Onward past the Bishop’s Table Hotel at 27, West Street, reputed to be haunted, and 25, the large Victorian building, the Farnham Adult Learning Centre. in the past this building has been Farnham Grammar School, Farnham Girls’ Grammar School and Farnham School of Art, now elsewhere in the town. At 24, West Street is Harold Falkner’s house, the aforementioned associate of Charles Borelli.
Turn right into Church Passage. According to the leaflet "this passage is also known as Streaky Bacon Lane. Look at the setts beneath your feet for the reason!" Didn't look like bacon to me. Perhaps its name owes more to the former bacon factory that occupied the building on the right. Decide for yourself.
I did spot an interesting cast iron cover among the setts though I’m not sure what it covers, possibly a coal hole although those are normally circular. (My job means I now notice things like this almost out of habit, spending much time looking for telephone network infrastructure. This is probably a bit sad.)

» Information supplied
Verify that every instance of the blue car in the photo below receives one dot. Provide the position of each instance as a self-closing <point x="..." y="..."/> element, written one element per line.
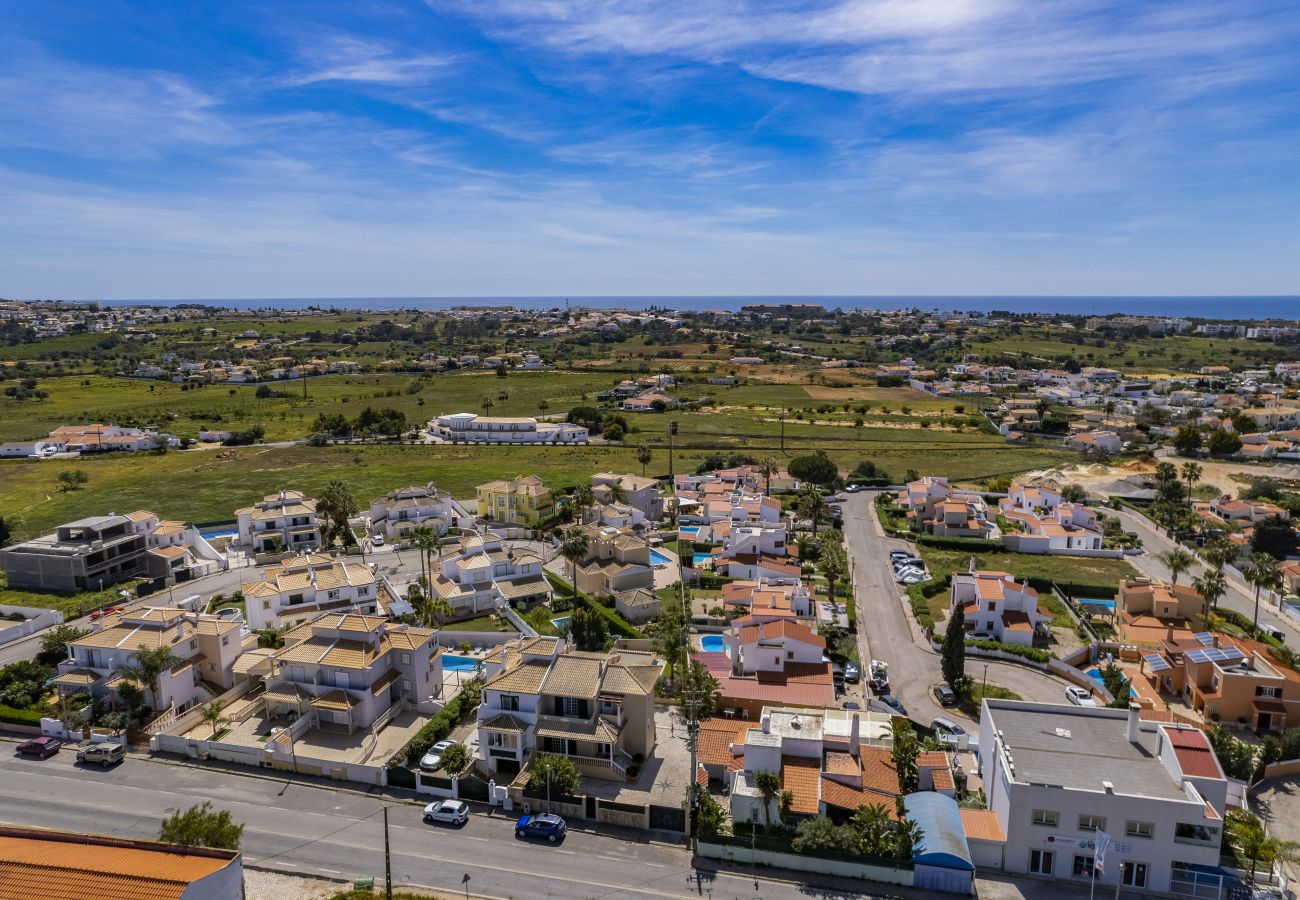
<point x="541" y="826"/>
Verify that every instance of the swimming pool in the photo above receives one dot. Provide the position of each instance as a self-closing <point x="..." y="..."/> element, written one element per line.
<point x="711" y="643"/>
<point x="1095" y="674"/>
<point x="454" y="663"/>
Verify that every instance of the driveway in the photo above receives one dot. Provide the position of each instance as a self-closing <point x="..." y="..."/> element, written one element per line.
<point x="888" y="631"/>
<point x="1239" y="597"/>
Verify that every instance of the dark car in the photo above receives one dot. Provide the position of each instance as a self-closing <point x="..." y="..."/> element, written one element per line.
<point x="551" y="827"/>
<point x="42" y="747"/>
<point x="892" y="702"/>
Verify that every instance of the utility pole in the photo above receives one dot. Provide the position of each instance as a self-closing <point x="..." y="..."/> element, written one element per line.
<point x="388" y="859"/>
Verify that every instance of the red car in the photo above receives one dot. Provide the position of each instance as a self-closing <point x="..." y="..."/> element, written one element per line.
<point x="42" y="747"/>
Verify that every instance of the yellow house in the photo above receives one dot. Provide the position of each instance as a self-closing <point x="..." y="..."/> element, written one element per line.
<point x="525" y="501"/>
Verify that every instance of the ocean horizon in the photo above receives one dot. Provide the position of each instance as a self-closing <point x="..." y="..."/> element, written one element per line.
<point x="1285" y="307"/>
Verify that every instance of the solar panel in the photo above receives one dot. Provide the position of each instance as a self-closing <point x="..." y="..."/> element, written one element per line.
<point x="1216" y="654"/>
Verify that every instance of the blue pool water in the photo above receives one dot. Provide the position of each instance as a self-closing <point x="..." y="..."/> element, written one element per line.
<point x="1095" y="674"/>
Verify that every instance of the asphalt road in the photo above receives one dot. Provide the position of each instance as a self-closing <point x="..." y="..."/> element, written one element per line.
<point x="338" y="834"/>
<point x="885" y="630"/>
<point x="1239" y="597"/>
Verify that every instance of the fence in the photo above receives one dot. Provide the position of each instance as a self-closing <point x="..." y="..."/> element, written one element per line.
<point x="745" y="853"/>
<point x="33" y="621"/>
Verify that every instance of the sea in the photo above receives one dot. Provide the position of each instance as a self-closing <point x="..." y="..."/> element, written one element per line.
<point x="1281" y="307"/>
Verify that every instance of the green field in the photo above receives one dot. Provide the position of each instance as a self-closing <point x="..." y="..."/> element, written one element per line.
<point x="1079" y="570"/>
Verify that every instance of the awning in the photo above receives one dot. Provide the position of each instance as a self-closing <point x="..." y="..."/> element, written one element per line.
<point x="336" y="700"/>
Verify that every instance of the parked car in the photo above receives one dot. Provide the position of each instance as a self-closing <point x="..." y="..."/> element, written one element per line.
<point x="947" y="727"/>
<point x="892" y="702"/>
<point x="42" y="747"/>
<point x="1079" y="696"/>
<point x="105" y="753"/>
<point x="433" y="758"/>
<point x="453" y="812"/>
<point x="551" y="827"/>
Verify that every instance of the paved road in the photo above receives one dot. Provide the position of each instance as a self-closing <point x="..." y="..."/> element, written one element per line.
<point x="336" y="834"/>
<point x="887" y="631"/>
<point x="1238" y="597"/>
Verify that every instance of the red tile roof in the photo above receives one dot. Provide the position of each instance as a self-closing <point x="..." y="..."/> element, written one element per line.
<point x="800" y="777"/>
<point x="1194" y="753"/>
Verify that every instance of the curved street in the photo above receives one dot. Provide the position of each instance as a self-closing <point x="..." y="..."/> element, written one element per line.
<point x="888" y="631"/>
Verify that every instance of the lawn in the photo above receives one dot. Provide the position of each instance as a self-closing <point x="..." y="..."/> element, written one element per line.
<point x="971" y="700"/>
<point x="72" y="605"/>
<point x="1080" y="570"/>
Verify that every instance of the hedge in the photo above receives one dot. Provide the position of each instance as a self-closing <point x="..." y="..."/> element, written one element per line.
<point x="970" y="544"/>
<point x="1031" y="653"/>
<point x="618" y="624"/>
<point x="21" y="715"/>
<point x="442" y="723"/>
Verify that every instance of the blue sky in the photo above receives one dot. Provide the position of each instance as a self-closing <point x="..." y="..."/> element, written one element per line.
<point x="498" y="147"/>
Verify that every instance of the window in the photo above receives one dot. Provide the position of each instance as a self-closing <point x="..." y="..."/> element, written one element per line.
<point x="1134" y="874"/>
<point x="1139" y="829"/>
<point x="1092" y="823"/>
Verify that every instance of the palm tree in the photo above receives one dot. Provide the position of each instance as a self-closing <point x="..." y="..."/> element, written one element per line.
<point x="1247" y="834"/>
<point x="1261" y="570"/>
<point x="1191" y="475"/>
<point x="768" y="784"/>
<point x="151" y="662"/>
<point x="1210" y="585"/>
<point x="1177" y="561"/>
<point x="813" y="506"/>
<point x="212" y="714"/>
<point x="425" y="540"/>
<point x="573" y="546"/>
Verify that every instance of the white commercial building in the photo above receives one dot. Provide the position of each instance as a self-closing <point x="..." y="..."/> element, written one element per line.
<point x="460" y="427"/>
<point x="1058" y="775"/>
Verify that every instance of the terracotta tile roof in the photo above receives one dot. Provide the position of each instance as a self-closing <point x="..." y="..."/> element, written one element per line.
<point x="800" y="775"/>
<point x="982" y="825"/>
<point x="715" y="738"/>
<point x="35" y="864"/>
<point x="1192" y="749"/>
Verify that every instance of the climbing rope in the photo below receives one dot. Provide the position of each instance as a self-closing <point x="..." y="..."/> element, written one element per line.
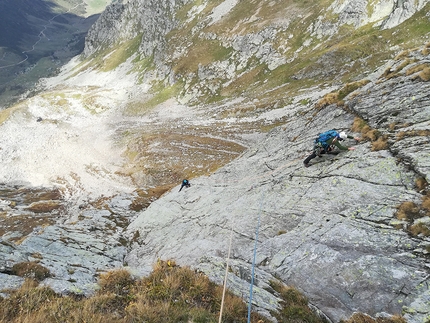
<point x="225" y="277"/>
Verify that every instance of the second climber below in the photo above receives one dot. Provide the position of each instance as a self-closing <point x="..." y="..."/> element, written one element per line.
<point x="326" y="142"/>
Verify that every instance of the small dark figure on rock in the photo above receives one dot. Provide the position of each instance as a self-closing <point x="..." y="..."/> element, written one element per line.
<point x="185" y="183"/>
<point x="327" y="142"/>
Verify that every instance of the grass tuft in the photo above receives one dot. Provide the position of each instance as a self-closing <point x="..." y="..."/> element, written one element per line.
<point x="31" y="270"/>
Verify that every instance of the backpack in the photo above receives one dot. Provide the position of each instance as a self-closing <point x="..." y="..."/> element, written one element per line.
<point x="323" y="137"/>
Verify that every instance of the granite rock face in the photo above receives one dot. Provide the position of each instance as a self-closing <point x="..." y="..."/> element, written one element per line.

» Set task
In the Farnham walk text, type out word for word the passage between "Onward past the" and "Decide for yourself.", inclusive.

» Response
Onward past the Bishop’s Table Hotel at 27, West Street, reputed to be haunted, and 25, the large Victorian building, the Farnham Adult Learning Centre. in the past this building has been Farnham Grammar School, Farnham Girls’ Grammar School and Farnham School of Art, now elsewhere in the town. At 24, West Street is Harold Falkner’s house, the aforementioned associate of Charles Borelli.
Turn right into Church Passage. According to the leaflet "this passage is also known as Streaky Bacon Lane. Look at the setts beneath your feet for the reason!" Didn't look like bacon to me. Perhaps its name owes more to the former bacon factory that occupied the building on the right. Decide for yourself.